Problem to work on. Can you pull out every line of the records below, word for word, leaving out the pictures?

======

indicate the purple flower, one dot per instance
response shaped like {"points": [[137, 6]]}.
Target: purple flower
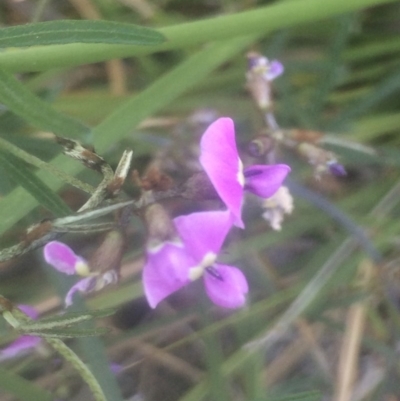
{"points": [[172, 265], [64, 259], [22, 344], [220, 159]]}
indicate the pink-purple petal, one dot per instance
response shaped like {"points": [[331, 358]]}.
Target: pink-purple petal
{"points": [[20, 346], [29, 310], [204, 232], [229, 290], [220, 160], [263, 180], [61, 257], [85, 285], [276, 69], [165, 272]]}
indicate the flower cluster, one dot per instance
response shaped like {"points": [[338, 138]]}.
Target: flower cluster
{"points": [[187, 249], [182, 250], [64, 259]]}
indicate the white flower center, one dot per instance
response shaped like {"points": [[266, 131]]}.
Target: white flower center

======

Response to the exercise.
indicate the purple flower, one dot per instance
response shaped like {"points": [[137, 6]]}.
Target: purple flower
{"points": [[172, 265], [64, 259], [22, 344], [220, 159]]}
indicate the pink-purple petal, one dot per instance
response shaped like {"points": [[331, 358]]}.
Target: pink-purple petal
{"points": [[20, 346], [29, 310], [204, 232], [229, 290], [220, 160], [263, 180], [61, 257], [85, 285], [276, 69], [165, 272]]}
indicate the flower cluster, one dot per instance
response shaped like {"points": [[338, 138]]}.
Target: flower cluster
{"points": [[187, 249], [182, 250], [64, 259]]}
indicate the white flower center, one dot per instance
response shaped like {"points": [[266, 131]]}.
Target: white flower center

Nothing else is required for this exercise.